# [Source excerpt]
## begin
Flipping French Floors #1

Tulip room

Tulip room

Builder’s debris, strong cleaners, constant sweeping and damp dusting, strong sunlight & no protection, years of benign neglect; no wonder My French Floors have had enough.

Seeing the way the thirsty floor in the terrace bedroom soaked up the lime wax like an ancient sponge ( and needs more!) brought it home to me just how much my poor, dessicated wooden floors have suffered.

So yes, this is a perfect example of one of those areas where I am letting the house dictate to me what needs to be done.

In the tulip bedroom, with the oldest and most naturally beautiful floor in the house, it will look like I have interfered very little- but I will still have to get off the odd patch of squidgy black stuff (?) treat the resulting black marks with oxalic acid, use my pine oil paint stripper  ( see earlier post) to get the spots of blue & green paint off (NOT me) and then clean and wax to keep the amazing patina.

There will be NO destructive sanding and NO nasty shiny varnishes in here.They won’t suit our house.raw white wood floor

In the kitchen-diner we are laying sheets of natural coconut fibre insulation over the existing unattractively modern (but level) floor. Then we will lay thick new local pine boards across to visually widen the room (it is already QUITE long enough at 30 feet!)

These will be treated with this amazing stuff


Although made from natural oils ( such as sunflower, soyabean & thistle oils), and waxes( caranauba, candelilla waxes etc) it is tough, microporous, highly liquid resistant, exceeds current  fire resistence standards  and is apparently safe if animals or small children lick it

This is exactly the slightly raw looking but smooth feeling light, white-ish finish I want.

We are going down this route because we want the house to BREATHE.

Hopefully application will be less labour intensive than hand rubbing lime wax onto terrace bedroom floor. I’ll let you know


About coteetcampagne

Artist, period home maker, renovator, restorer, Francophile. My mission is to save the old stuff, one beautiful piece at a time
This entry was posted in Renovation and restoration diary- France, What we did, how we did it and what we used and tagged , , , , , , , , , , , , , . Bookmark the permalink.
## end
# [What you are asked to do]
Quote the floor restoration post word for word, everything from "Builder’s debris, strong" down to "to be done.".

# [Extracted records]
## begin
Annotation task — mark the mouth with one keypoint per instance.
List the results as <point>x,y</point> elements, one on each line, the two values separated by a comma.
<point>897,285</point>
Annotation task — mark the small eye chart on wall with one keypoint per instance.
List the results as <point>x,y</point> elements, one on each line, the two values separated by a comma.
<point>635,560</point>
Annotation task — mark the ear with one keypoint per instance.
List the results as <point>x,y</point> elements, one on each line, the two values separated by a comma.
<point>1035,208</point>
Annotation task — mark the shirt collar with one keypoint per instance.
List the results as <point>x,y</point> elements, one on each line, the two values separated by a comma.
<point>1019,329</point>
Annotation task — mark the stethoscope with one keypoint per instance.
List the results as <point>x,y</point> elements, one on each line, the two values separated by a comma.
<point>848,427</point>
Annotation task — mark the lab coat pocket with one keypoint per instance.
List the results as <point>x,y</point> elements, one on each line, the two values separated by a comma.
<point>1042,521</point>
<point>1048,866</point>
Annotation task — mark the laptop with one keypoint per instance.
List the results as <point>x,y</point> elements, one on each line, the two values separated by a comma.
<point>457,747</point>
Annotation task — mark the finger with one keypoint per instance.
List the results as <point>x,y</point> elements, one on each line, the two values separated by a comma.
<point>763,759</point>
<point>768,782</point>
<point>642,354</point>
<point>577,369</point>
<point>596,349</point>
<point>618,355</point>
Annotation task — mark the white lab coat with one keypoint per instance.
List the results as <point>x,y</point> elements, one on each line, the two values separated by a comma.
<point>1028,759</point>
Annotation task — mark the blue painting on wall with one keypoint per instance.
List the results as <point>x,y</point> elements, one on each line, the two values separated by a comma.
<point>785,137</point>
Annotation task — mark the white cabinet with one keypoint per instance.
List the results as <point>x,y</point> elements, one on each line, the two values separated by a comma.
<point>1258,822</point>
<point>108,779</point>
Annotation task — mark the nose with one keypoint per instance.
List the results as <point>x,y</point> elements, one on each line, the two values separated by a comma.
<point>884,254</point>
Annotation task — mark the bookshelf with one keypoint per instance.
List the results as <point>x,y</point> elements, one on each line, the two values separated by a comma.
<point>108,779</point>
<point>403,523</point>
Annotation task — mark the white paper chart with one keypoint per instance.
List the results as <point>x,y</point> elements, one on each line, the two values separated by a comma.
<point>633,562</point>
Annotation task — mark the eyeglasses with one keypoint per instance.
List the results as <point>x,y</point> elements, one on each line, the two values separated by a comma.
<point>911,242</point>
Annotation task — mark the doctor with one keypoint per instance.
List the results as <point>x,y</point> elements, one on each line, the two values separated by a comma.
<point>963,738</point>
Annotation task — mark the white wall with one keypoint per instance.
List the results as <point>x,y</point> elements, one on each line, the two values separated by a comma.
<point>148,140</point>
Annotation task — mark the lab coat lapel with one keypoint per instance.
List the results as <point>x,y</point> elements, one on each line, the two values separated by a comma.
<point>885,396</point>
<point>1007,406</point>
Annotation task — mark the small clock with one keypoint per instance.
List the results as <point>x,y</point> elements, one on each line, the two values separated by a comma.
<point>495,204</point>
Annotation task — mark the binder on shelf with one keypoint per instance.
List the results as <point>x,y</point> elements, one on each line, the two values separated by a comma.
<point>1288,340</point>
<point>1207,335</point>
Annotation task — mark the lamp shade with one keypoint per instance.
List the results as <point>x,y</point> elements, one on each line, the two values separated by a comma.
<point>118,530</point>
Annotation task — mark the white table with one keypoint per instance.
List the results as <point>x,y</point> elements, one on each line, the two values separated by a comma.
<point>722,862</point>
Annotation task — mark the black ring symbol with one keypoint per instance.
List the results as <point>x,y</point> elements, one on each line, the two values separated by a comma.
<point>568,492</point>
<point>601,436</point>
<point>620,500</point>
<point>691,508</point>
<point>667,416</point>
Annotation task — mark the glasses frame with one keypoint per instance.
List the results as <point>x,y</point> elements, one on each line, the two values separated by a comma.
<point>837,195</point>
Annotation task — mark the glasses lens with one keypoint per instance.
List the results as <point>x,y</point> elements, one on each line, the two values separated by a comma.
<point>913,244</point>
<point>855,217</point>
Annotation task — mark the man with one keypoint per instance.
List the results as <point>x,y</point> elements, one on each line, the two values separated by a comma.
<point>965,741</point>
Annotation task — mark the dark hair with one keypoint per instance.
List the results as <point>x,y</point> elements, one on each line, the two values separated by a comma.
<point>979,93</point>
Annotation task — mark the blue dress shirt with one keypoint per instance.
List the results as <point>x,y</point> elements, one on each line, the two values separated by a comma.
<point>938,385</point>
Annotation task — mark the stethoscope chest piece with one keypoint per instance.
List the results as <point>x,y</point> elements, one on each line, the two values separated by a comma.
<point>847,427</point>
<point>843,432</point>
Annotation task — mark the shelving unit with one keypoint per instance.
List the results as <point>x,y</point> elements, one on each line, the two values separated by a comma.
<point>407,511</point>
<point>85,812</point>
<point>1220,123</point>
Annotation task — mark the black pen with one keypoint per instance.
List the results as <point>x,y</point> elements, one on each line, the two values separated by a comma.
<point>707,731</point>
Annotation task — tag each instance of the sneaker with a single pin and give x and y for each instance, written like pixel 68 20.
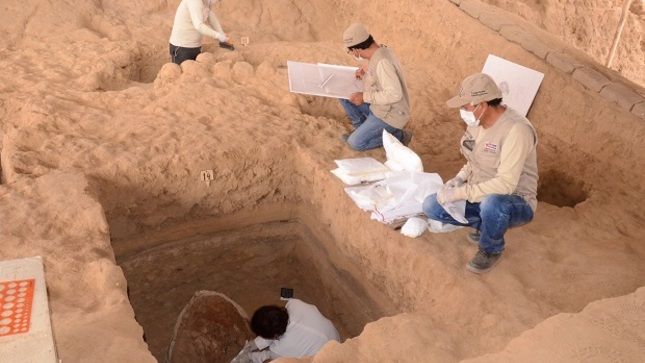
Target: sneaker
pixel 483 261
pixel 474 237
pixel 407 137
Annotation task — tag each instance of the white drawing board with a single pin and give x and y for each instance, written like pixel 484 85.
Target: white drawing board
pixel 321 79
pixel 519 84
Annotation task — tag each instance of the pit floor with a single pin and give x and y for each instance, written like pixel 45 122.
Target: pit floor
pixel 249 266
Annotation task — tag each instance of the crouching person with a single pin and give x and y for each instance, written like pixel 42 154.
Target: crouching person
pixel 295 331
pixel 499 179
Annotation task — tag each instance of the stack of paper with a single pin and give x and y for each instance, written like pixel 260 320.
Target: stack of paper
pixel 359 170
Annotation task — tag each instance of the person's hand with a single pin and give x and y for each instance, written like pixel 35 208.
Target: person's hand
pixel 454 183
pixel 360 72
pixel 356 98
pixel 244 356
pixel 447 195
pixel 222 37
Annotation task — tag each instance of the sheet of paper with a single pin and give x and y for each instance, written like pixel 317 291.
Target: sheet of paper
pixel 360 166
pixel 322 79
pixel 519 84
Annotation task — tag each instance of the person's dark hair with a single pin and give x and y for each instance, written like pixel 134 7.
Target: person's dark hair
pixel 494 103
pixel 270 321
pixel 363 45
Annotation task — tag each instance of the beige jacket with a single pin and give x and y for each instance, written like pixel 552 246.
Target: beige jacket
pixel 501 160
pixel 386 90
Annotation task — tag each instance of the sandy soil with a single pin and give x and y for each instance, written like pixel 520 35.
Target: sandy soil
pixel 103 142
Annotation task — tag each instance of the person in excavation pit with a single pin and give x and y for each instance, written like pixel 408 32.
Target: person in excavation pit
pixel 385 103
pixel 295 331
pixel 499 180
pixel 193 20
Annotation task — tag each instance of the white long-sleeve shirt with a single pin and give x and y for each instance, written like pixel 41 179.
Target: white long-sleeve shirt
pixel 191 24
pixel 308 330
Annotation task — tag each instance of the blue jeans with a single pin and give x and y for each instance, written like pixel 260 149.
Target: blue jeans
pixel 492 217
pixel 368 133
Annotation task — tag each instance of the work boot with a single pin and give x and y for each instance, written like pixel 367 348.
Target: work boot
pixel 407 137
pixel 483 261
pixel 474 237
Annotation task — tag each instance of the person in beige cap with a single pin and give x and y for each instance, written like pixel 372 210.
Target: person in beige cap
pixel 384 105
pixel 499 180
pixel 193 20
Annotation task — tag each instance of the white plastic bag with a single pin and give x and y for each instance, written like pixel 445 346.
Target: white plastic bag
pixel 414 227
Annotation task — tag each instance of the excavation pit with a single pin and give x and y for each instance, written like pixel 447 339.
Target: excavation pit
pixel 562 190
pixel 249 265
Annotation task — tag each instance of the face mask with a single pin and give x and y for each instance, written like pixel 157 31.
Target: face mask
pixel 469 117
pixel 357 56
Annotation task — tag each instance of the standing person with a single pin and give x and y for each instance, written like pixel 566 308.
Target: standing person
pixel 499 180
pixel 385 103
pixel 190 25
pixel 295 331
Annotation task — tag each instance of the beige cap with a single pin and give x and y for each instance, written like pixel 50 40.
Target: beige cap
pixel 474 89
pixel 355 34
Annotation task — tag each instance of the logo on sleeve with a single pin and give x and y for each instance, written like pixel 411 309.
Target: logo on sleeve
pixel 489 147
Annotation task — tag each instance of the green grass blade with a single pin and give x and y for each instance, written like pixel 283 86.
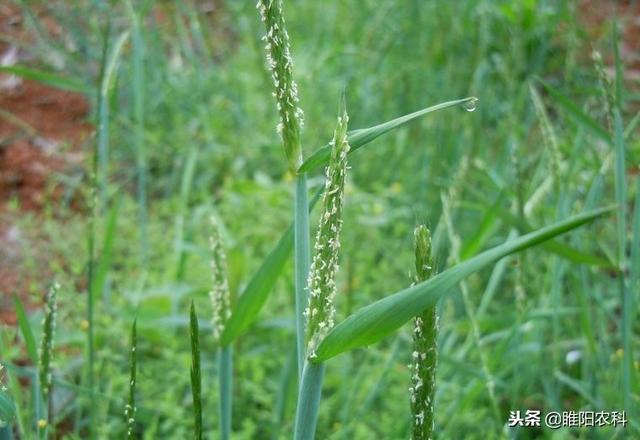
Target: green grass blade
pixel 130 407
pixel 46 78
pixel 561 249
pixel 104 260
pixel 137 90
pixel 361 137
pixel 372 323
pixel 27 332
pixel 307 410
pixel 7 411
pixel 576 113
pixel 226 390
pixel 196 379
pixel 249 304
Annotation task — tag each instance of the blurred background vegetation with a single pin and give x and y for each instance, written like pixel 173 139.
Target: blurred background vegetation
pixel 186 129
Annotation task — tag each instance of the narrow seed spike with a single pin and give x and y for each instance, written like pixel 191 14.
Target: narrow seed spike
pixel 324 266
pixel 424 355
pixel 278 55
pixel 46 345
pixel 219 294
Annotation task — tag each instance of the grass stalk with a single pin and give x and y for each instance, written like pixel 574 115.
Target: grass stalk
pixel 320 312
pixel 130 407
pixel 138 118
pixel 302 263
pixel 425 351
pixel 196 379
pixel 309 401
pixel 225 370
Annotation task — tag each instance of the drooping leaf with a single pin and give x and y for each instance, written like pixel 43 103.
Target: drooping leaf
pixel 376 321
pixel 361 137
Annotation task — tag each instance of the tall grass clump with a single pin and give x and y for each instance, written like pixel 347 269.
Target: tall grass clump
pixel 424 356
pixel 320 312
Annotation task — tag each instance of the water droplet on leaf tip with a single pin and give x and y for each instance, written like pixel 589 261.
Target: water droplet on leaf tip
pixel 471 105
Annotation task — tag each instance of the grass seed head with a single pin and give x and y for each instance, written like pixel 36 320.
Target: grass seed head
pixel 280 63
pixel 48 334
pixel 220 297
pixel 424 355
pixel 320 313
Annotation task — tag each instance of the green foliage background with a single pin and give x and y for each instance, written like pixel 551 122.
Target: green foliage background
pixel 211 148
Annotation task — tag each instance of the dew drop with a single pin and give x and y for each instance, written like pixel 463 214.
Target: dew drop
pixel 471 105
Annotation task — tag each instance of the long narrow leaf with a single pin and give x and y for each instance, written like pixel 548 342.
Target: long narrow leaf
pixel 372 323
pixel 249 304
pixel 46 78
pixel 361 137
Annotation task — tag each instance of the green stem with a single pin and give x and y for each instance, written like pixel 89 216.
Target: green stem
pixel 5 432
pixel 225 372
pixel 302 262
pixel 309 401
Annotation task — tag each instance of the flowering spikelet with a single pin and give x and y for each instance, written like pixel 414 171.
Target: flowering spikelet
pixel 424 356
pixel 219 293
pixel 606 87
pixel 320 312
pixel 286 91
pixel 46 346
pixel 130 407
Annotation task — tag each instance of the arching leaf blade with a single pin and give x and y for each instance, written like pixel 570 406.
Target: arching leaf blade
pixel 376 321
pixel 361 137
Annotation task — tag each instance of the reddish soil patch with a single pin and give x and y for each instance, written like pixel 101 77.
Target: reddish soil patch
pixel 597 16
pixel 41 133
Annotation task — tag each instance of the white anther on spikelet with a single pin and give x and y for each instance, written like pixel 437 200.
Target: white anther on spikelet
pixel 219 294
pixel 324 266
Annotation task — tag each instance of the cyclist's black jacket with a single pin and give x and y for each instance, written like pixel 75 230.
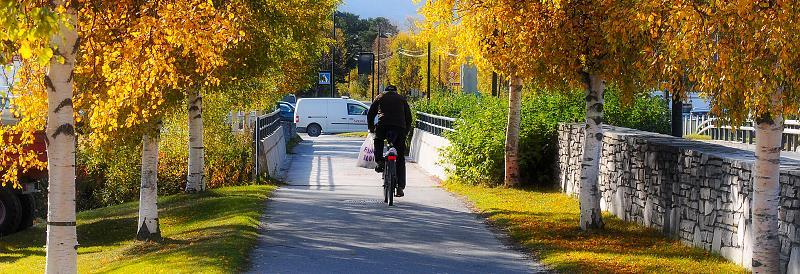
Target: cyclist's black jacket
pixel 392 109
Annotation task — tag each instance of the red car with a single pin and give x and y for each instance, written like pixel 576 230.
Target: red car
pixel 17 206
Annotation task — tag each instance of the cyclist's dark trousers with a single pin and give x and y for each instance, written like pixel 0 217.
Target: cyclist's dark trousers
pixel 395 135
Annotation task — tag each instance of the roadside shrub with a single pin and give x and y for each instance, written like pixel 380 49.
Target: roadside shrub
pixel 478 144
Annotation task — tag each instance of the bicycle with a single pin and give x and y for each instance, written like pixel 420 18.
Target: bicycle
pixel 390 175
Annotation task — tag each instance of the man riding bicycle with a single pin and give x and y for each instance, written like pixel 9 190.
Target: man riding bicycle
pixel 394 122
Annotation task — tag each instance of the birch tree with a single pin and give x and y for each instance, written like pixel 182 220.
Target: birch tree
pixel 120 100
pixel 744 56
pixel 558 45
pixel 148 226
pixel 62 240
pixel 44 36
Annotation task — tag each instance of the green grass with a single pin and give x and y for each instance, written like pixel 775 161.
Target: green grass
pixel 699 137
pixel 354 134
pixel 211 232
pixel 546 223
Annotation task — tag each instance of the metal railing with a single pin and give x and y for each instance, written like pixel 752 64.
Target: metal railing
pixel 265 126
pixel 746 133
pixel 434 124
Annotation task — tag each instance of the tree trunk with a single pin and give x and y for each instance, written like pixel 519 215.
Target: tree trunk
pixel 195 179
pixel 677 114
pixel 512 132
pixel 62 240
pixel 766 189
pixel 591 215
pixel 148 227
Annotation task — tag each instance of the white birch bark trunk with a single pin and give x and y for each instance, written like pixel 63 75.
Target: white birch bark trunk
pixel 512 132
pixel 195 181
pixel 591 215
pixel 766 190
pixel 148 226
pixel 62 240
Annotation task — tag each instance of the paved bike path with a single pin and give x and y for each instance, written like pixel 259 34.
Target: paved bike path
pixel 331 219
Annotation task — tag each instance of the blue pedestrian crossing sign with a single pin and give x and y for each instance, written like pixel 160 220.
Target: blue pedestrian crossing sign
pixel 324 77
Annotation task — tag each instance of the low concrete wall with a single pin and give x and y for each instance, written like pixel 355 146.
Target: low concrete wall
pixel 426 152
pixel 272 153
pixel 695 191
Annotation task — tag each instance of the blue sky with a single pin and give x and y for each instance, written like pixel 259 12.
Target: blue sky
pixel 396 10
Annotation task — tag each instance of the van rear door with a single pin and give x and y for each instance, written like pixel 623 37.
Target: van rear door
pixel 337 116
pixel 356 116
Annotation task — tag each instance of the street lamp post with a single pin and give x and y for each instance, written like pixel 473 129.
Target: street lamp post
pixel 333 59
pixel 380 36
pixel 429 71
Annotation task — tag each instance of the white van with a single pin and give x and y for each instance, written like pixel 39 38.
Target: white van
pixel 330 115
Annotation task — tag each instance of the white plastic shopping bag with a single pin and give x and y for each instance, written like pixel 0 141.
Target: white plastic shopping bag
pixel 366 156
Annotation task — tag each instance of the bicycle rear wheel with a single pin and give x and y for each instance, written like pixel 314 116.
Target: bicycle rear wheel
pixel 386 186
pixel 391 181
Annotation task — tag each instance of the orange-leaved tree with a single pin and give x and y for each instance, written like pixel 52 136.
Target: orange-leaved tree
pixel 137 63
pixel 556 44
pixel 744 55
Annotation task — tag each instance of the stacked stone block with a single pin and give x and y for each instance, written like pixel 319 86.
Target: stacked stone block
pixel 695 191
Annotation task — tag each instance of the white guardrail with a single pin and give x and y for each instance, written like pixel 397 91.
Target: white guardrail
pixel 746 133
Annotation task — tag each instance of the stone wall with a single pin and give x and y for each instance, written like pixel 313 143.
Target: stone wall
pixel 272 153
pixel 695 191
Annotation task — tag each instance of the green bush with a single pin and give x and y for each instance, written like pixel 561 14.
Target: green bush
pixel 478 144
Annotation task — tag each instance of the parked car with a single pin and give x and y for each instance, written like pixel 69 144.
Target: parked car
pixel 17 207
pixel 286 111
pixel 291 99
pixel 330 115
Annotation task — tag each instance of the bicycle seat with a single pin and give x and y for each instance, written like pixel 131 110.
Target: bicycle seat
pixel 391 153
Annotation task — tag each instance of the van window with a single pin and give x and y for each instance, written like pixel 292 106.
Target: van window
pixel 356 109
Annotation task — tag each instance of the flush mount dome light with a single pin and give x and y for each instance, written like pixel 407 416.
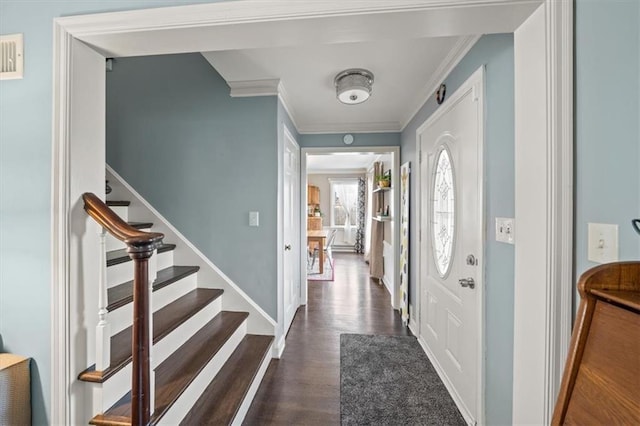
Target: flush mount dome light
pixel 353 86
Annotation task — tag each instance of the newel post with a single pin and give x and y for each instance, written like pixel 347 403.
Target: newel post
pixel 141 338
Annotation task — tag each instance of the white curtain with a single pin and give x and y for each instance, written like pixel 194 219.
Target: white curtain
pixel 368 215
pixel 348 198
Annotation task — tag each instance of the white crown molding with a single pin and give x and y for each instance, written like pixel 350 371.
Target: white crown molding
## end
# [Response to this exercise]
Builder’s debris, strong cleaners, constant sweeping and damp dusting, strong sunlight & no protection, years of benign neglect; no wonder My French Floors have had enough.

Seeing the way the thirsty floor in the terrace bedroom soaked up the lime wax like an ancient sponge ( and needs more!) brought it home to me just how much my poor, dessicated wooden floors have suffered.

So yes, this is a perfect example of one of those areas where I am letting the house dictate to me what needs to be done.